▶ INSTRUCTIONS FOR THE TASK:
Go through the records below and keep only the lines that contain the string "window", matching case exactly. Copy each such line in full.

▶ MATERIAL PROVIDED:

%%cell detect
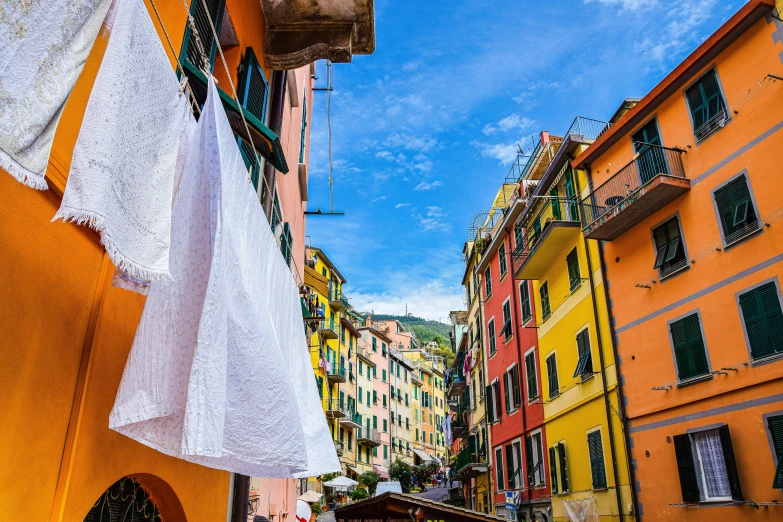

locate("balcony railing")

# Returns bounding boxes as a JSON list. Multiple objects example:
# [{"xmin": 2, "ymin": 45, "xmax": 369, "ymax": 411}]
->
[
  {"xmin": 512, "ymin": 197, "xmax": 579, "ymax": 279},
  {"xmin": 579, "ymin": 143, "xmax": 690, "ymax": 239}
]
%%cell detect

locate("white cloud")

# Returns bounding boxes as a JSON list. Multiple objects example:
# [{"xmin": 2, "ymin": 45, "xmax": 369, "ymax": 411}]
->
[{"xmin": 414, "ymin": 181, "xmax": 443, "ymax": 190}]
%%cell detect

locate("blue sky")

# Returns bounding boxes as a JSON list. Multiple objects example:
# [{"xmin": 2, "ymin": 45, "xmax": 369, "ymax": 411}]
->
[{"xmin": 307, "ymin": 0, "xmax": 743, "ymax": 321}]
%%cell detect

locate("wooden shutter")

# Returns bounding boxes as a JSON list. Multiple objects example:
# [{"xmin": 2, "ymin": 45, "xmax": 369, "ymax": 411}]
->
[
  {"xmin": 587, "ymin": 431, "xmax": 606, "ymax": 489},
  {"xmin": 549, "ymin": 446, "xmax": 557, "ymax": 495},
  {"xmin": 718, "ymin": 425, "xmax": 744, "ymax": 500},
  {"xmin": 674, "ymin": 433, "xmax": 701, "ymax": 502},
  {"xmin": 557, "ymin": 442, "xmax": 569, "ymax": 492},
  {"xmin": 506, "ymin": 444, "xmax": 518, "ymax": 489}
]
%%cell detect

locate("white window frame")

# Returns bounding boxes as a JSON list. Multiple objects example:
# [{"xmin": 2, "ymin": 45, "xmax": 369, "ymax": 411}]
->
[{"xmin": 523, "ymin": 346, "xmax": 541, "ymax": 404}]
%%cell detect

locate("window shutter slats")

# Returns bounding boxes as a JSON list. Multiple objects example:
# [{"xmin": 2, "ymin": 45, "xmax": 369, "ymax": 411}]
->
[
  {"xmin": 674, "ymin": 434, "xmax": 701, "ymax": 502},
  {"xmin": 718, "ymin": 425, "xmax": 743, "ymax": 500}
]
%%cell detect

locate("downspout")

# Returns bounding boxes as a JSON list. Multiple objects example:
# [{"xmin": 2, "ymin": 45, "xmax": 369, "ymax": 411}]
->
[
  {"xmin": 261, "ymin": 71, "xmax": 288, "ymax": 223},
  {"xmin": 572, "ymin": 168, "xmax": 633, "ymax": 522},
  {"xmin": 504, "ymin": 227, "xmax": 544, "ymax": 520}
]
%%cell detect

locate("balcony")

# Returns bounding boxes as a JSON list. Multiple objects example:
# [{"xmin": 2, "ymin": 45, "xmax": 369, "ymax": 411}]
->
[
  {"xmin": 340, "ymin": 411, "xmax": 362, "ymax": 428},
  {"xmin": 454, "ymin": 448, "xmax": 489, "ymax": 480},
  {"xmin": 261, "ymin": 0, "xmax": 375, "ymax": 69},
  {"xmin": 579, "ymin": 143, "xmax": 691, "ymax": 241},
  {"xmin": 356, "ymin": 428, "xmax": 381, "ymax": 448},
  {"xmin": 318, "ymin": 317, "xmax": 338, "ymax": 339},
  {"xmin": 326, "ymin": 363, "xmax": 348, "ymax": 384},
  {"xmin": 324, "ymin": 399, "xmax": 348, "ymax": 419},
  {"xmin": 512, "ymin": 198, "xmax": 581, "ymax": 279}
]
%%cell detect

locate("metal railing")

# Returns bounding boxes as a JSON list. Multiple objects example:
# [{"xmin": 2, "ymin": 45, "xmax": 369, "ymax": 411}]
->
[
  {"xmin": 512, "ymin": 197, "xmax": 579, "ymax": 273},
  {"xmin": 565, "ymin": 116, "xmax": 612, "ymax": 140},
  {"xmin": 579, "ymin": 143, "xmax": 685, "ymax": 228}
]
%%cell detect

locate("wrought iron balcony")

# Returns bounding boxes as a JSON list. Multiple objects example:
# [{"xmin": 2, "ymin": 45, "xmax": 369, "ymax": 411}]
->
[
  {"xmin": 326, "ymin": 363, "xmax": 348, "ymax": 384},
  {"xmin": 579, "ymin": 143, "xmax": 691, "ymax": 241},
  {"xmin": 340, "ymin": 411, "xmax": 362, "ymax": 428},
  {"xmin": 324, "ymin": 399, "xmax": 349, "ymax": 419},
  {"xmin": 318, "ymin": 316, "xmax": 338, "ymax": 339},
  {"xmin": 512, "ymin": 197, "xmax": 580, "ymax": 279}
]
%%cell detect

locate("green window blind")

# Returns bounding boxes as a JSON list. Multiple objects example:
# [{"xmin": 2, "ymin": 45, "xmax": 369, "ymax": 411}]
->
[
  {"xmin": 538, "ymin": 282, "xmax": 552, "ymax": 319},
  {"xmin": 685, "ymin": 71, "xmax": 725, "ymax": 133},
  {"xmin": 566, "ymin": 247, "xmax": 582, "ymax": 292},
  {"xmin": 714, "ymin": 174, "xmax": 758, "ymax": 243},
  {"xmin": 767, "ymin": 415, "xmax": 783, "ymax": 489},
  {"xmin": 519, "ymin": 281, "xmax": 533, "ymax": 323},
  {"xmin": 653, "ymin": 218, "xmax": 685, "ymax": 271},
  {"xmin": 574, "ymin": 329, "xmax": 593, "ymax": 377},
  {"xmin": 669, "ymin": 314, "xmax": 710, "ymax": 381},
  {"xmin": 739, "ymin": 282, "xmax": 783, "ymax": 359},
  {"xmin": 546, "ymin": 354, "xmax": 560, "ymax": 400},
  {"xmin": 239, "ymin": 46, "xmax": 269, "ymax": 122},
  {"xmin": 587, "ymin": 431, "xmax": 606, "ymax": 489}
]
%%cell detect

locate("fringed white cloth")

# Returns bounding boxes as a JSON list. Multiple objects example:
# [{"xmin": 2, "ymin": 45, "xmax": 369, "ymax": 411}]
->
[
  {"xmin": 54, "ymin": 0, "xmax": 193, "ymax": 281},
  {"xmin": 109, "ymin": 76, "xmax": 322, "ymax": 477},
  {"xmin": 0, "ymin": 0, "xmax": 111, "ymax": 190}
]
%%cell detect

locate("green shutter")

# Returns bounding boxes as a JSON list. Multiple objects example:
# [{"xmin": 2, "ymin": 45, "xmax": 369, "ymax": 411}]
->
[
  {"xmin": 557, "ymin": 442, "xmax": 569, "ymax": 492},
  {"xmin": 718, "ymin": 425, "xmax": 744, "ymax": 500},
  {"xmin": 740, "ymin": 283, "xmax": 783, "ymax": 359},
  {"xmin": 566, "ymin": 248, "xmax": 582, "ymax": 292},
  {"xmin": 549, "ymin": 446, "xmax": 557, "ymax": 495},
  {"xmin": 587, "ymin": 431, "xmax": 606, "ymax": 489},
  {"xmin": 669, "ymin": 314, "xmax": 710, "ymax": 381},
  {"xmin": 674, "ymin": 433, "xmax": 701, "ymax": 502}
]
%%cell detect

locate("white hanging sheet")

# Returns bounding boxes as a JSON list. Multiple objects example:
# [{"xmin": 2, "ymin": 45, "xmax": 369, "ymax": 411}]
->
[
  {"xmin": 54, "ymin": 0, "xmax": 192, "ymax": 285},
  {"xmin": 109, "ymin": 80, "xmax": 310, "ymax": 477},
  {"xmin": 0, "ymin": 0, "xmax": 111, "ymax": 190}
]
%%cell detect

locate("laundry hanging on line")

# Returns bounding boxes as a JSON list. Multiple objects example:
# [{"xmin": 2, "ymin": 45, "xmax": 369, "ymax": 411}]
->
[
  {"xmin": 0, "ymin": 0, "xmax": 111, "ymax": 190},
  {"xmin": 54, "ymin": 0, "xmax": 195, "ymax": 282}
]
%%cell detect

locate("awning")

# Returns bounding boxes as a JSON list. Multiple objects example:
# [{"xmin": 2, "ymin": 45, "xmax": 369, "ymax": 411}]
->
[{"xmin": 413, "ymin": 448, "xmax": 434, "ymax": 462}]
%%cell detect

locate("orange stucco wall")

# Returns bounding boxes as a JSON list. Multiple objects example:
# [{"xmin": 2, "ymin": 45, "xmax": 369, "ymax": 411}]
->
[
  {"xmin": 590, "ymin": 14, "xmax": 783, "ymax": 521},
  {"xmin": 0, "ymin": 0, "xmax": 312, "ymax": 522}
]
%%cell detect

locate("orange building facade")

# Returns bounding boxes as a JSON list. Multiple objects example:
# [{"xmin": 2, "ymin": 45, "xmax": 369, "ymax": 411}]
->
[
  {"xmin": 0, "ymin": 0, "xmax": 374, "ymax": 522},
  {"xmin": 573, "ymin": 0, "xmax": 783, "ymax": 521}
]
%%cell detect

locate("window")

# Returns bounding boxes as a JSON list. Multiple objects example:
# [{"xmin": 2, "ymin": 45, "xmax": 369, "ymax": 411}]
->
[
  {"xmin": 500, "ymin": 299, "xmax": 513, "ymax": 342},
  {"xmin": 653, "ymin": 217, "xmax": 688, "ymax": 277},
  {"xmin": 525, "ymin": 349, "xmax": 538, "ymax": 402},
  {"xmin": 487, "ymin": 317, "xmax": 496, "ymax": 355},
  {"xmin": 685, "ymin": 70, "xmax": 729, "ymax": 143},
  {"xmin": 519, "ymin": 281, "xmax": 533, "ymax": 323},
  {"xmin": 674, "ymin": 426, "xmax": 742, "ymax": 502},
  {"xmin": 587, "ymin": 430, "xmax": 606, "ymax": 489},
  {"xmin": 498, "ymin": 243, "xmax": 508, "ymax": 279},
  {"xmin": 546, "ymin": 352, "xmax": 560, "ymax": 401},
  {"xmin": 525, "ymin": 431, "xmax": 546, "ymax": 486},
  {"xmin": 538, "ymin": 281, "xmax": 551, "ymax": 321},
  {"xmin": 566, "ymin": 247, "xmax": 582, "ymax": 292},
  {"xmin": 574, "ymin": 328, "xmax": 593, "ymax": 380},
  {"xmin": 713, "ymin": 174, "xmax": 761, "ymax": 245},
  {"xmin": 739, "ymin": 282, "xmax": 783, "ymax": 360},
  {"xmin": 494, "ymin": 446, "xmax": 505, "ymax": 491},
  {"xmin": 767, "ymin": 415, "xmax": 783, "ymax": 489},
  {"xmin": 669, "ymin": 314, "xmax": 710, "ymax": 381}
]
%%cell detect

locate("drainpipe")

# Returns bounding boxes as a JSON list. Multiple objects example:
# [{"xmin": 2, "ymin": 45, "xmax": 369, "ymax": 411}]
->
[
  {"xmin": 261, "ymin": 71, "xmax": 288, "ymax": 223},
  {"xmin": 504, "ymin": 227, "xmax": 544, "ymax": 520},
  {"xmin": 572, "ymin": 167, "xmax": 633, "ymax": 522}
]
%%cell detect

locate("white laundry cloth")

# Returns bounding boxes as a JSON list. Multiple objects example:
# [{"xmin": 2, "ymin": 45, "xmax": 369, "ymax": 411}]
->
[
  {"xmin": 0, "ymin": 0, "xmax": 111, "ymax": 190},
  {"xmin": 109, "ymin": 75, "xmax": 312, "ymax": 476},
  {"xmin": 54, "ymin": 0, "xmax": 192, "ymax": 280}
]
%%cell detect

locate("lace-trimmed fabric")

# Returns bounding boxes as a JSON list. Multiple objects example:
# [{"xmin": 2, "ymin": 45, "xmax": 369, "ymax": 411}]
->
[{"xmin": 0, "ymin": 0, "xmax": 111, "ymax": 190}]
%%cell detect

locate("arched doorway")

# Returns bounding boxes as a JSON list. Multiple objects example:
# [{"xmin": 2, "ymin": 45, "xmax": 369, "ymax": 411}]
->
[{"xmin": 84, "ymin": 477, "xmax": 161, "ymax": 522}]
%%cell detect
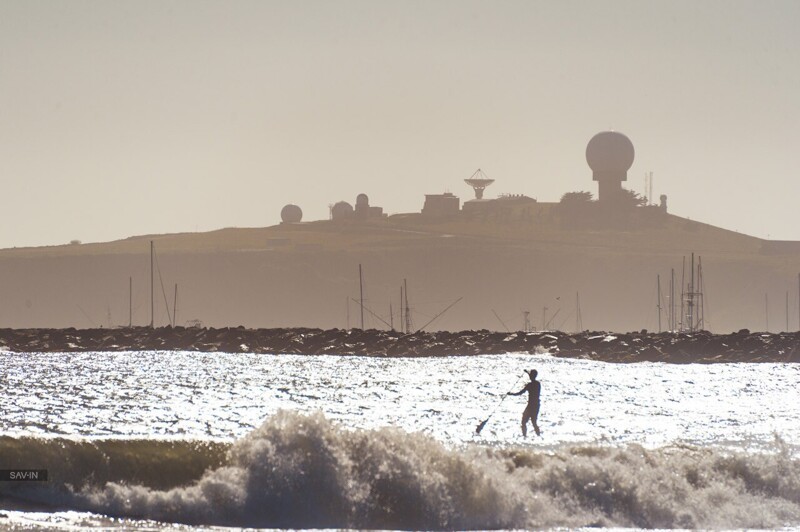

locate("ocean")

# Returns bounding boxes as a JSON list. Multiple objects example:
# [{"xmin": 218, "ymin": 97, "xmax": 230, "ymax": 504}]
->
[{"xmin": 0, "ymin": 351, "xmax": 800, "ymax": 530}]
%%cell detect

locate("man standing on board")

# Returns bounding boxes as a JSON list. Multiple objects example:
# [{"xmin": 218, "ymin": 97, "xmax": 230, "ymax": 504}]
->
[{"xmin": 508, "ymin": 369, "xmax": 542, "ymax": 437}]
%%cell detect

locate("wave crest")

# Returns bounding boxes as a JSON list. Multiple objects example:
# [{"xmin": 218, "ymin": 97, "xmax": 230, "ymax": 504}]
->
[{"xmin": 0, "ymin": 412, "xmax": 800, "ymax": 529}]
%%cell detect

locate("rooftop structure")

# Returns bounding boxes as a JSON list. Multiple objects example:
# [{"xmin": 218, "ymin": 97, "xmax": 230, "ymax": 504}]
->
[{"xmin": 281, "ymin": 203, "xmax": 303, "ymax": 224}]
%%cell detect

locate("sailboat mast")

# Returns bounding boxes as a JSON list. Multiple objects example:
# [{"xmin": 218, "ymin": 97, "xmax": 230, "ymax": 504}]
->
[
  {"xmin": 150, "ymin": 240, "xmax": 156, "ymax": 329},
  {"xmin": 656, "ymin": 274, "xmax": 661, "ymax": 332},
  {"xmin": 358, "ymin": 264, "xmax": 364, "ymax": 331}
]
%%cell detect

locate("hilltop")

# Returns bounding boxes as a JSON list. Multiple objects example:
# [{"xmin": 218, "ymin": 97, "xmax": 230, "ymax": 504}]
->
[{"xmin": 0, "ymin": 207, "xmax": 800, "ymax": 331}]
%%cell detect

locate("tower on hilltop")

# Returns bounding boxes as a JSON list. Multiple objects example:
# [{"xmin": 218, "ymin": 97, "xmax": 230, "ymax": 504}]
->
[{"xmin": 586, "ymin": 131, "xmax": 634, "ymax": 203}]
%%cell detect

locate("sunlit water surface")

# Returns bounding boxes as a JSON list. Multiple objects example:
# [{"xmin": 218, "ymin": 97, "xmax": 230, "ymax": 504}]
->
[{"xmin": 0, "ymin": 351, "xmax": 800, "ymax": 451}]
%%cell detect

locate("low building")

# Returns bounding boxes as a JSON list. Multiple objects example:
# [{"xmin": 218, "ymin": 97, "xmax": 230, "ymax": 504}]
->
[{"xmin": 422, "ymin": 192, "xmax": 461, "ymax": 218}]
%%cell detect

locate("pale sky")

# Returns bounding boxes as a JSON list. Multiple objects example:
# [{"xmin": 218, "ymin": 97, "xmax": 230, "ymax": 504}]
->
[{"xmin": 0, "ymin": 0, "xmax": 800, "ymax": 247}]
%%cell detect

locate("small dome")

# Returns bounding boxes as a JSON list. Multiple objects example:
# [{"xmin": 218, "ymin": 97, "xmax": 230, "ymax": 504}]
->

▶ EXERCISE OUTPUT:
locate("white window frame")
locate("window shutter slats")
locate("green window blind")
locate("window")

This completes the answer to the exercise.